# PROMPT A
How many lines of the records contain the word "black"? Reply with the number alone.

Docker, Oracle 12c and Persistent Storage

Introduction

If you have read my previous posts on Docker you may have already installed Docker and have an Oracle 12c database running in a Docker container, if not you may want to read my first post on Docker – Running Oracle 12.2.01 on Docker

However, since I wrote the above post Oracle have published Docker images for many of their products, these can be found at the Docker Store. The Oracle images on the Docker Store are not just a great resource and help accelerate adoption, but are also certified and supported by Oracle.

Before continuing with this post you need to check-out my posts on using the new Oracle 12c Docker images and the Pure Storage Docker plugin as this post can be considered the ‘Return of the Jedi’  in the series.

Oracle 12c with Persistent Storage

In this post I will create a Docker container running an Oracle 12c database called PSTG using 4 mount points /u01, /u02, /u03 & /u04 mounted from a Pure Storage FlashArray.

Database environment Layout

/u01 – OraInventory and Oracle 12c product directories
/u02 – Oracle Datafile
/u03 – Fast Recovery Area
/u04 – RedoLog files.

The 4 mount points will all be using persistent All Flash Storage providing low latency performance, space efficient crash consistent snapshots and requiring no local storage.

First, confirm that you have installed the Oracle 12c image using the the following:

$ docker images list

docker_imagesYou should be able see the store/oracle/database-enterprise 12.1.0.2 Docker Image, if missing you need to read my previous post.

Ok, copy the db_env.dat file created in the previous post to a new environment file $ORACLE_SID_env.dat and update database name and password e.g.

####################################################################
## Copyright(c) Oracle Corporation 1998,2016. All rights reserved.##
##                                                                ##
##                   Docker OL7 db12c dat file                    ##
##                                                                ##
####################################################################
##------------------------------------------------------------------
## Specify the basic DB parameters
##------------------------------------------------------------------
## db sid (name)
## default : ORCL
## cannot be longer than 8 characters
DB_SID=PSTG
## db passwd
## default : Oracle
DB_PASSWD=Oracle
## db domain
## default : localdomain
DB_DOMAIN=localdomain
## db bundle
## default : basic
## valid : basic / high / extreme 
## (high and extreme are only available for enterprise edition)

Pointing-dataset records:
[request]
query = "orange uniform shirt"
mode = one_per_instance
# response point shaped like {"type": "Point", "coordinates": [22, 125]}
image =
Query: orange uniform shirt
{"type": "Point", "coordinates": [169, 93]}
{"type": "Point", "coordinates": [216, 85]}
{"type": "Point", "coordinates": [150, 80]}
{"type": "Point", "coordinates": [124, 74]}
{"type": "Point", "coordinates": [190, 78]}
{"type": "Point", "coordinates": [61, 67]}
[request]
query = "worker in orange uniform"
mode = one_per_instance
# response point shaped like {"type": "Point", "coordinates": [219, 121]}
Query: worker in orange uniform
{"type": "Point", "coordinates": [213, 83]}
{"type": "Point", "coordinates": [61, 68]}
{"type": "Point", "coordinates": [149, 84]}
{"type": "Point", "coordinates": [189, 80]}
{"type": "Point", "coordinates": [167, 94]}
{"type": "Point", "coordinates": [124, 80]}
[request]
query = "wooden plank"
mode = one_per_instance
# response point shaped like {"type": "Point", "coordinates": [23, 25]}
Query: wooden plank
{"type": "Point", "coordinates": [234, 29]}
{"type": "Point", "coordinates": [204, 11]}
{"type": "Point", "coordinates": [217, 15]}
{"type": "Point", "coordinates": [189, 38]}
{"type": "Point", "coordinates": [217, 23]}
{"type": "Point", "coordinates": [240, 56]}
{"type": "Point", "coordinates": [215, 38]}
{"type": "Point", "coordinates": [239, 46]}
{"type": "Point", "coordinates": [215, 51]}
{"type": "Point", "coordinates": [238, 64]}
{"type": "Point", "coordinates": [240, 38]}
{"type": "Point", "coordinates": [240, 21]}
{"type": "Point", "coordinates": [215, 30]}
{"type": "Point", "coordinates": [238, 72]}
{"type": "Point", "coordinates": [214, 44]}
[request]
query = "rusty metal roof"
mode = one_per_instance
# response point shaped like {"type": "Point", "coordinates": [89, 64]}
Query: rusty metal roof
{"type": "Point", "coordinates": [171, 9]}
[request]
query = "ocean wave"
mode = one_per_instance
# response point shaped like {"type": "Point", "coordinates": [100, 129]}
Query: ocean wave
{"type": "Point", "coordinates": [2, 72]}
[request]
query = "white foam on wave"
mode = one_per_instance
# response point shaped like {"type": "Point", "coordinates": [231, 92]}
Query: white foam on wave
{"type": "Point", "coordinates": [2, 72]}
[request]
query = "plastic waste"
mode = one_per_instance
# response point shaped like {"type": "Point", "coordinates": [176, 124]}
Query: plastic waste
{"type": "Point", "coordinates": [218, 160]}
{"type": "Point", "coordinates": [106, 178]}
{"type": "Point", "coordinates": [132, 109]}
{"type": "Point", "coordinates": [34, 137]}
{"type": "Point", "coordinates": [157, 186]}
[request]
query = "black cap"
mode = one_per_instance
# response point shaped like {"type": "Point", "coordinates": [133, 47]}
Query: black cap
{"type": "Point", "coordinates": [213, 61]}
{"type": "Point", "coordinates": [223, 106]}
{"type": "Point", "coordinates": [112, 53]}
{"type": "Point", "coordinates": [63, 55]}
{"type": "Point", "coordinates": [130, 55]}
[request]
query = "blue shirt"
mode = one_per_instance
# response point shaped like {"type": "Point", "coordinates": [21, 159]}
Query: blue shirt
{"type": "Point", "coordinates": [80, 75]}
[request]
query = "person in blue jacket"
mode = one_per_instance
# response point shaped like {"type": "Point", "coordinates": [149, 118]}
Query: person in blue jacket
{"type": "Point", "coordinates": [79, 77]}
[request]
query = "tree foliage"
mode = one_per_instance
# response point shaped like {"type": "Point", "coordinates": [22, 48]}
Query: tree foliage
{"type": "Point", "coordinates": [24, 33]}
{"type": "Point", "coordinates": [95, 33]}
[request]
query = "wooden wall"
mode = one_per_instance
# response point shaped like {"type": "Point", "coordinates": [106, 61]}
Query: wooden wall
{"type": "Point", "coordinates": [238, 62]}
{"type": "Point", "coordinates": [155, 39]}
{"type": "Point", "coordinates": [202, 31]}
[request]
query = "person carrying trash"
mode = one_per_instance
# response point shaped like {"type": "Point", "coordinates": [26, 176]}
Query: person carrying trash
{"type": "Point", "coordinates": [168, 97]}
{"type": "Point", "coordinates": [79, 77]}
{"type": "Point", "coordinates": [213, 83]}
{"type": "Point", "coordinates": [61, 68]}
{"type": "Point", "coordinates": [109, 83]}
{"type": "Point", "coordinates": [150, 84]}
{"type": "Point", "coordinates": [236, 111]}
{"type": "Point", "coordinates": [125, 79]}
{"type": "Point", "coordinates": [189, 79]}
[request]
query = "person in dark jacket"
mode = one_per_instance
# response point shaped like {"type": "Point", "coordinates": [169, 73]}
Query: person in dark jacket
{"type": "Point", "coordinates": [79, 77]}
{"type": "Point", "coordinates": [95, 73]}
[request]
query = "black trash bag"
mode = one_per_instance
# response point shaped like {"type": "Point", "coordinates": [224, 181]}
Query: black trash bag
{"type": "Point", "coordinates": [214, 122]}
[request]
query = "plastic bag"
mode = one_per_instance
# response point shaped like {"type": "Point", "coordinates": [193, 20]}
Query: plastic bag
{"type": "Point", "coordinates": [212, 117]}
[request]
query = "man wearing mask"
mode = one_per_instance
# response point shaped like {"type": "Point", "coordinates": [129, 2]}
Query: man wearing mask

# PROMPT B
Can you carry on the post about Docker, Oracle 12c and persistent storage from the point where it stops?

# TASK RESPONSE A
4

# TASK RESPONSE B
DB_BUNDLE=basic
## end

We will now create the 4 volumes using the docker volume create command and Pure Storage Docker plug-in providing name, size and label.

 docker volume create --driver=pure --opt size=20GB --name=PSTG-u01 --label=product
 docker volume create --driver=pure --opt size=100GB --name=PSTG-u02 --label=oradata
 docker volume create --driver=pure --opt size=200GB --name=PSTG-u03 --label=fast_recovery_area
 docker volume create --driver=pure --opt size=10GB --name=PSTG-u04 --label=redo

We can use the docker volume ls command with a filter to list the 4 database volumes we are interested in using the following syntax

$ docker volume ls -f name=environment

docker_vols

The Pure Storage Docker Plugin also supports docker volume inspect, from here we can see the labels which we defined earlier, great way to see where and what the mount is being used for.

$ docker volume inspect volume name

docker_inspect.png

Now that we have installed the Oracle 12c Docker image and created the 4 volumes we are ready to create our Oracle 12c container using the docker run command with -v to present our newly volumes to our container.

docker run -d –env-file ./PSTG_env.dat -p 1527:1521 -p 5507:5500 -it –name PSTG -v PSTG-u01:/u01 -v PSTG-u02:/u02 -v PSTG-u03:/u03 -v PSTG-u04:/u04 –shm-size=”8g” store/oracle/database-enterprise:12.1.0.2

Progress can be monitored using the docker logs command.

docker logs -f PSTG

Once the container has started we can now connect to it and check out our Oracle 12c environment using the docker exec command and container name

docker exec -it PSTG /bin/bash

From within our Oracle 12c ‘PSTG’ container we can see our Pure Storage volumes (/u01, /u02, /u03 & /u04) and the sizes we specified.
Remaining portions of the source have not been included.